↓↓↓
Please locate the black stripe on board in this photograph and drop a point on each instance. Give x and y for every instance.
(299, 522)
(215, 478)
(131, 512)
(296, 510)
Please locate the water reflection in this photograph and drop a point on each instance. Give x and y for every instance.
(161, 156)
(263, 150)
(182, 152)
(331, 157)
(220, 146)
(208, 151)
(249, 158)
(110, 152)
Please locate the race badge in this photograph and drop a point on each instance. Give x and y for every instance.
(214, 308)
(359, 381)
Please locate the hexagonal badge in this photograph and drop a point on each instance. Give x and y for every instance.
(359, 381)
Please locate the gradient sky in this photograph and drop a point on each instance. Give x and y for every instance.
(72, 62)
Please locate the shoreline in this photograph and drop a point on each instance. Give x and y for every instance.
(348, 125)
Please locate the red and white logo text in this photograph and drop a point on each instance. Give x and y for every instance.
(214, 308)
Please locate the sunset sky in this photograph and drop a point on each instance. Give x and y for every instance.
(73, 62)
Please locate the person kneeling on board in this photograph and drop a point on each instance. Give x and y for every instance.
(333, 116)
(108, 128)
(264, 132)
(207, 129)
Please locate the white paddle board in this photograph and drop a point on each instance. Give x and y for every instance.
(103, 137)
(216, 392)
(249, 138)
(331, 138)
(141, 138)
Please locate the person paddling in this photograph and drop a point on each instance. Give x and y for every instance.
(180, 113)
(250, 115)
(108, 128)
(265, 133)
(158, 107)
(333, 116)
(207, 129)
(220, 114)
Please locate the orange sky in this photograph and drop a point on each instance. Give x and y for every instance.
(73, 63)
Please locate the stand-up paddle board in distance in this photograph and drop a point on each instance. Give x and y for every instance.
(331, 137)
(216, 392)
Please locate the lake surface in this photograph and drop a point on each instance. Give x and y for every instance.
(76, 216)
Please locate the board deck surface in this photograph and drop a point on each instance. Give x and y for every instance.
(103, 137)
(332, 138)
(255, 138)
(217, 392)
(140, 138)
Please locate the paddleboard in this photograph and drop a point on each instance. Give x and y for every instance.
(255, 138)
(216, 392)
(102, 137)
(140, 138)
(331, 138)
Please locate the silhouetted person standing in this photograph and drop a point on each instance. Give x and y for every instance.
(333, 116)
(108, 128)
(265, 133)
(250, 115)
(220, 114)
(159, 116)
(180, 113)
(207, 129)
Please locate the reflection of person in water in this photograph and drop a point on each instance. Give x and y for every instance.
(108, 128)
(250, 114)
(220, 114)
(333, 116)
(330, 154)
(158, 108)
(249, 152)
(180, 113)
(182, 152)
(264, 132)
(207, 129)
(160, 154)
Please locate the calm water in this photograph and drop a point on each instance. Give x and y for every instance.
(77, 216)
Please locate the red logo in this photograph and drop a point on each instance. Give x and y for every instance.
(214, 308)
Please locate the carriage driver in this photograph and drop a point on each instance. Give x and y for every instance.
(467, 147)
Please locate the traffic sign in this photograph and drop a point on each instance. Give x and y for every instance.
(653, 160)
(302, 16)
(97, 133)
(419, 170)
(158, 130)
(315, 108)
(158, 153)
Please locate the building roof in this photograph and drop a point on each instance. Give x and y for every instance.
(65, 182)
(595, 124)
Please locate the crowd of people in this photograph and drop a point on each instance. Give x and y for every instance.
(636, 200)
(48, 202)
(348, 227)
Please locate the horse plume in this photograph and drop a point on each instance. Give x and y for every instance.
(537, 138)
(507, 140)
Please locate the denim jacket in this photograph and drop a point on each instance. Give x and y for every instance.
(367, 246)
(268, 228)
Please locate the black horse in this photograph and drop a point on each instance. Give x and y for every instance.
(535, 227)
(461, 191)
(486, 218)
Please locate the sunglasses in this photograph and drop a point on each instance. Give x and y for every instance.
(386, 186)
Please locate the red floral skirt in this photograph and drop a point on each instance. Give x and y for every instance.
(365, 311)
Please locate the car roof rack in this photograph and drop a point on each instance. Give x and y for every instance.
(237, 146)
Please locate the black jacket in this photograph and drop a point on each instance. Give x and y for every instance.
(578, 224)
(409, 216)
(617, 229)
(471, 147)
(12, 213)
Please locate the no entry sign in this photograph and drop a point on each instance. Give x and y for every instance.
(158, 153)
↑↑↑
↓↓↓
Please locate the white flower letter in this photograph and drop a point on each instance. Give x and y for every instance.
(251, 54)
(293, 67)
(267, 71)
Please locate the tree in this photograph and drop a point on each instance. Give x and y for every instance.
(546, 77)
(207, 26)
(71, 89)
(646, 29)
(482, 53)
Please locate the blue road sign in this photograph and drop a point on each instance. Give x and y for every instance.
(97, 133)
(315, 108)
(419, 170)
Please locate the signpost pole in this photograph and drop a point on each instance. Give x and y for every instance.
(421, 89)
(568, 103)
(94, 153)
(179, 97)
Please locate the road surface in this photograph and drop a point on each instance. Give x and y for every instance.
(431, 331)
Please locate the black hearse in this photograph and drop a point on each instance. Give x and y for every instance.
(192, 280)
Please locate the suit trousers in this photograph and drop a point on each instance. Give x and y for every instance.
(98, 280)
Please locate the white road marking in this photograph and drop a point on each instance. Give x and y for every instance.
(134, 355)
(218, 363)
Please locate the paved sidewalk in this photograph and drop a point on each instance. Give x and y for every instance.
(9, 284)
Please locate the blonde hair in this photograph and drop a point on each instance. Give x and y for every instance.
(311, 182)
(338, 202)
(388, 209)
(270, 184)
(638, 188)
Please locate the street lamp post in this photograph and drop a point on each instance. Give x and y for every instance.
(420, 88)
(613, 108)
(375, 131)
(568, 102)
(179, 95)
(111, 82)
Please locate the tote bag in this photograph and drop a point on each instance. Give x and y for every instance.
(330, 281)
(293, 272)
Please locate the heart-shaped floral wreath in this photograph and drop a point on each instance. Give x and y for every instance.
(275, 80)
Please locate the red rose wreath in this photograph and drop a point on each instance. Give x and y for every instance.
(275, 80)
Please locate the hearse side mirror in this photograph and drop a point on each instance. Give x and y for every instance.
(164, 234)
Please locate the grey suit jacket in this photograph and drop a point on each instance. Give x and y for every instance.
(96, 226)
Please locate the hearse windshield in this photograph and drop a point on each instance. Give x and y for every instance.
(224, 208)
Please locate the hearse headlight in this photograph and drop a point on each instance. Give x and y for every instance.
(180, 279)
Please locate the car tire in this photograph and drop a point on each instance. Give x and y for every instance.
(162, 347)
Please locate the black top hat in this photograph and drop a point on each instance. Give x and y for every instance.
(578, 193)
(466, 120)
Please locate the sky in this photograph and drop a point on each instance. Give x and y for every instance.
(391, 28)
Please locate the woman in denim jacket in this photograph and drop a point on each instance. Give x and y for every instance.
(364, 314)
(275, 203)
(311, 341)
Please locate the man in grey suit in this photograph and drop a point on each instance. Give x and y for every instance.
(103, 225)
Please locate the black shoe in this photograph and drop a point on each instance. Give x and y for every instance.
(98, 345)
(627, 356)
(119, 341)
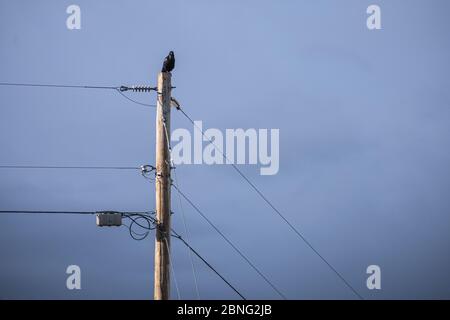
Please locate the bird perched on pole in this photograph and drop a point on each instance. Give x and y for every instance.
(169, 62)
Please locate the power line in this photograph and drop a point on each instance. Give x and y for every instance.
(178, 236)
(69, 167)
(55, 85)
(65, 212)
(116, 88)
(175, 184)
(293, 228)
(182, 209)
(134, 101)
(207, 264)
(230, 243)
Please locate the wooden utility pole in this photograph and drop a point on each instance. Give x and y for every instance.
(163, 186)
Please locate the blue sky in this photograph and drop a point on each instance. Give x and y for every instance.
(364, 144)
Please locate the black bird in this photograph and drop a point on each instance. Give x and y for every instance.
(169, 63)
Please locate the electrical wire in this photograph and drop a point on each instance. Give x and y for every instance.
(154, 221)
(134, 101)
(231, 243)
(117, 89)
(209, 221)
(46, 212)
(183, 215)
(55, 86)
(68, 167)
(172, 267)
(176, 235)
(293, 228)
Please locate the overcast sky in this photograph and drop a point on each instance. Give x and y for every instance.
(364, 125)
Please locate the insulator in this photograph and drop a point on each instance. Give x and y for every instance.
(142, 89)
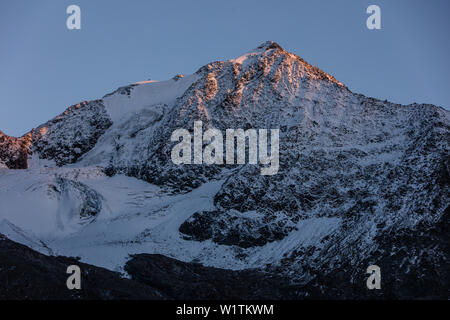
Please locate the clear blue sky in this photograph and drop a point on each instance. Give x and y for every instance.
↑↑↑
Enunciado: Separe as linhas dos dois blocos acima em que aparece a palavra "denim" e copie cada uma delas.

Resposta completa:
Please locate the denim jacket in this photograph and drop a point on each instance. Give x and y for every instance.
Please locate the woman in denim jacket in this photograph and drop a point on each instance. Give x and y for every instance.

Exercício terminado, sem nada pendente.